++++ PASSAGE TO READ ++++

A few days ago, EABL’s executives CEO Jane Karuku and Andrew Kilonzo, the managing director of Uganda Breweries Ltd, moved to the Supreme Court for a review of a decision that found them in contempt of court in a long-running battle with its former distributor.
The senior officials said the punishment of jailing them for six months, as sought by Bia Tosha, is radical and gross that should never be issued without hearing them.
The genesis of the partnership between the distributor and the brewer started in 1997 when they entered a distribution agreement for the latter’s products within some stipulated routes.
In the year 2000, through a letter dated July 20, 2000, Bia Tosha was offered new distribution areas on the condition that it would pay a non-refundable goodwill of Sh6,630,000 to Kenya Breweries.
In 2006, Bia Tosha’s territory grew to 22 routes after receiving rights to new routes. For the newly added territories, the distributor was asked to pay goodwill amounting to Sh31,668,000, to which it paid Sh27.3 million.
However, in the years that followed, EABL’s subsidiary, Kenya Breweries Limited, repossessed some territories including Baba Dogo, Dandora I and II, and Kariobangi North, from Bia Tosha to enable the brewer to serve the new areas.
Bia Tosha requested to be refunded the goodwill for the territories that were repossessed, but Kenya Breweries declined, indicating that the amounts were non-refundable, and further claimed that it was within their discretion to appoint other distributors as the agreement was non-exclusive.

++++ RECORDS SUPPLIED ++++

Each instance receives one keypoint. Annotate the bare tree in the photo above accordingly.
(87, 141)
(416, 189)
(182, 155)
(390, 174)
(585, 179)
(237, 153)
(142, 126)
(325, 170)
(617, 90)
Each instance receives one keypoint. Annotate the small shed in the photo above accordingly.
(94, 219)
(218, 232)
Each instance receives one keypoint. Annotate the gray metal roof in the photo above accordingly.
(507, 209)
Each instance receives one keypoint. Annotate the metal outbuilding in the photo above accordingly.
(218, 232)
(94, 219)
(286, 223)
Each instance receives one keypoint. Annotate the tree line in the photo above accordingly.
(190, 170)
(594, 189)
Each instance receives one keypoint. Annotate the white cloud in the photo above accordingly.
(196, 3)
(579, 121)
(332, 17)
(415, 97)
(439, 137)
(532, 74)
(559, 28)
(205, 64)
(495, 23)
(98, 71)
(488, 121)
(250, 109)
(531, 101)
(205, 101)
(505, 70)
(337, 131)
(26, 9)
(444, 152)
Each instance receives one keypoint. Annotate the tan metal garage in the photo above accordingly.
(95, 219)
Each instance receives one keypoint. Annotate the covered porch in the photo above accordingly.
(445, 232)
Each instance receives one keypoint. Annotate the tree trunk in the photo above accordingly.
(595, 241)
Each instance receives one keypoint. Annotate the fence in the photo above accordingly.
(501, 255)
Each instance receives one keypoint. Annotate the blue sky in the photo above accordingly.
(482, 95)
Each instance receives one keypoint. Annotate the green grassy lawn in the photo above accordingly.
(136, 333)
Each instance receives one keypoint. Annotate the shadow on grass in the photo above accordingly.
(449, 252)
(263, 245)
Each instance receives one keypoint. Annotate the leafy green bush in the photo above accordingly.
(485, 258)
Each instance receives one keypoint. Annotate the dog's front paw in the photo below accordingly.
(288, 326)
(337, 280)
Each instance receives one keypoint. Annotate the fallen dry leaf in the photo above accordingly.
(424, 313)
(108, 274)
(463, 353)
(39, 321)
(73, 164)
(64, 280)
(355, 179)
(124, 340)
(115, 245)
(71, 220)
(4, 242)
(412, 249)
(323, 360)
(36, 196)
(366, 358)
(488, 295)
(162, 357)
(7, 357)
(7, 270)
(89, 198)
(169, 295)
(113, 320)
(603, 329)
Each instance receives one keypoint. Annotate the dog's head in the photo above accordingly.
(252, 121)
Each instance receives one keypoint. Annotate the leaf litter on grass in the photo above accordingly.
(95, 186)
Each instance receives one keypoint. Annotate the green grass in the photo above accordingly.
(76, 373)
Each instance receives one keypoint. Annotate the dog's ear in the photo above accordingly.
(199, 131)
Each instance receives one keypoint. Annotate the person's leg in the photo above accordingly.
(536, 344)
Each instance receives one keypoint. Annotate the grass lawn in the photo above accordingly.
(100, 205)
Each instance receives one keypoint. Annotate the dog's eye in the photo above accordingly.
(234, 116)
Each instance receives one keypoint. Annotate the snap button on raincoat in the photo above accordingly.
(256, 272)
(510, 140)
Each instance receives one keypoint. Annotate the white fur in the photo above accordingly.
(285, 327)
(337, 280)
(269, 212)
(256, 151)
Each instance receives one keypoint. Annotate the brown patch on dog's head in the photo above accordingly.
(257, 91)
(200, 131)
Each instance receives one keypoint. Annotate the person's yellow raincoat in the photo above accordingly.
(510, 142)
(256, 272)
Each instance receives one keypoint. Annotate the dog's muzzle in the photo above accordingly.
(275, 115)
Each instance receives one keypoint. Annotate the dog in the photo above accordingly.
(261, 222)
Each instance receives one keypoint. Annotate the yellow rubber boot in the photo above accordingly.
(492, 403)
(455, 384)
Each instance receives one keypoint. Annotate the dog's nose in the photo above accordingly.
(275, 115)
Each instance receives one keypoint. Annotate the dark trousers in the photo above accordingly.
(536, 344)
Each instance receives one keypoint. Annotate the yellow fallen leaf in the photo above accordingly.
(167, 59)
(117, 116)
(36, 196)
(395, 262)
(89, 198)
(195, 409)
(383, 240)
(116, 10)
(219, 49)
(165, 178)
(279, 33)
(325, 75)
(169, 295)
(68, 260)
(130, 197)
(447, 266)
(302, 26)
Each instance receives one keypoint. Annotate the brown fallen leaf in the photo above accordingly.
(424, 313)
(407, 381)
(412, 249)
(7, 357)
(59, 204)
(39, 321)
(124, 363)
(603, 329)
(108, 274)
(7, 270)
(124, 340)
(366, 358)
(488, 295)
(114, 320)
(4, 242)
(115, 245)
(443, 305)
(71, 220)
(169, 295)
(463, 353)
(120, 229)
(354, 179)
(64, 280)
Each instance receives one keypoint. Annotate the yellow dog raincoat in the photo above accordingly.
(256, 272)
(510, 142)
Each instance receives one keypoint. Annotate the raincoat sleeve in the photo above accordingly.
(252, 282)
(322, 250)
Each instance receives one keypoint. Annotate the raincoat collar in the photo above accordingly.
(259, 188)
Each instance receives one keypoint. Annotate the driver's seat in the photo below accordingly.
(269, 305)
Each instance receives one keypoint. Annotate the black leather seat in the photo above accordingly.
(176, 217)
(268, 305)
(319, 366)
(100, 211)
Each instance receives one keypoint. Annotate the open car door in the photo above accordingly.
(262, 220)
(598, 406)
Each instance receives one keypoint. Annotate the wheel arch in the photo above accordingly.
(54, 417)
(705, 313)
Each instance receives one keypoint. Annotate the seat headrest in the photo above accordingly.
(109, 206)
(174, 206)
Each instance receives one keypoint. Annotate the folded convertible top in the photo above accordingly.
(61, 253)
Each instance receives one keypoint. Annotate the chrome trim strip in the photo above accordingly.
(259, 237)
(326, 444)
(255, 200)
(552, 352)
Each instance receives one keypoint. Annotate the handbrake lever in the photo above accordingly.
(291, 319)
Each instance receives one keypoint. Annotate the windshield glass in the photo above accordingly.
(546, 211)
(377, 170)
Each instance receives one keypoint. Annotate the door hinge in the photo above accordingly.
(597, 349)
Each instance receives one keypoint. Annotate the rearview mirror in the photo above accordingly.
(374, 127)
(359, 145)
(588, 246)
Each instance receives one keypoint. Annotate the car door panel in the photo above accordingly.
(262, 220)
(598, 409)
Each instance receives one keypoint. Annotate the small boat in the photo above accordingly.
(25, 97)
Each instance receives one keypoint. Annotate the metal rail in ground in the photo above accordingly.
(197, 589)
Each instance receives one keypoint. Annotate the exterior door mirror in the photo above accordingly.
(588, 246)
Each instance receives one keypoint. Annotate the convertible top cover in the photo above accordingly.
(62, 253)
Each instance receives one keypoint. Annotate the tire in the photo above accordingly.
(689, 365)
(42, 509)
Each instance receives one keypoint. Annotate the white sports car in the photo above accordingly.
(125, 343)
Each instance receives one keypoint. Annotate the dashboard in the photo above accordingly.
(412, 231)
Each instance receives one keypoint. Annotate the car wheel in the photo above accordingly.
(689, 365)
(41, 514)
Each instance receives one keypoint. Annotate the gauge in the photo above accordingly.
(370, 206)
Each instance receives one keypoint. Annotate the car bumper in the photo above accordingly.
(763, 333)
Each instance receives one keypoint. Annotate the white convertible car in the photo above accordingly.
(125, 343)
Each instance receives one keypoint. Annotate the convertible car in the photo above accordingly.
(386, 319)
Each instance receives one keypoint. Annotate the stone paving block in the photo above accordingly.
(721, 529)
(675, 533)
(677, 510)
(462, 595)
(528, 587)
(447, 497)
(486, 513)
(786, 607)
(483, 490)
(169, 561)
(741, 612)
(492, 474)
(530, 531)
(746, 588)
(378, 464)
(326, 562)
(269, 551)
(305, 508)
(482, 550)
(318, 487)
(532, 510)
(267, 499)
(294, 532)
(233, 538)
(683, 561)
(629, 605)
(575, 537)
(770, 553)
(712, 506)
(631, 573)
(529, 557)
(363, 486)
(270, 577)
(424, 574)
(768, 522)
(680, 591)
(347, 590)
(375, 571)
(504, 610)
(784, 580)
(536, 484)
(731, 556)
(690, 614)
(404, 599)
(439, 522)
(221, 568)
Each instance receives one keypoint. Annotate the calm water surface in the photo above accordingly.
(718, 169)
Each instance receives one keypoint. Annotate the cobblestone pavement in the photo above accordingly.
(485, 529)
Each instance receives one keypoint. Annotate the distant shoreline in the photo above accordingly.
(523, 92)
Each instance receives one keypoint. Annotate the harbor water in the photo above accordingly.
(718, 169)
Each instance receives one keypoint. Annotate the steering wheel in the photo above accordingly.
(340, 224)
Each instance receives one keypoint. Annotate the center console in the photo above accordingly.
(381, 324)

++++

ABOUT THIS TASK →
In the passage on EABL's dispute with Bia Tosha, how much non-refundable goodwill did the letter dated July 20, 2000, require Bia Tosha to pay?

ANSWER SPACE →
Sh6,630,000, payable to Kenya Breweries.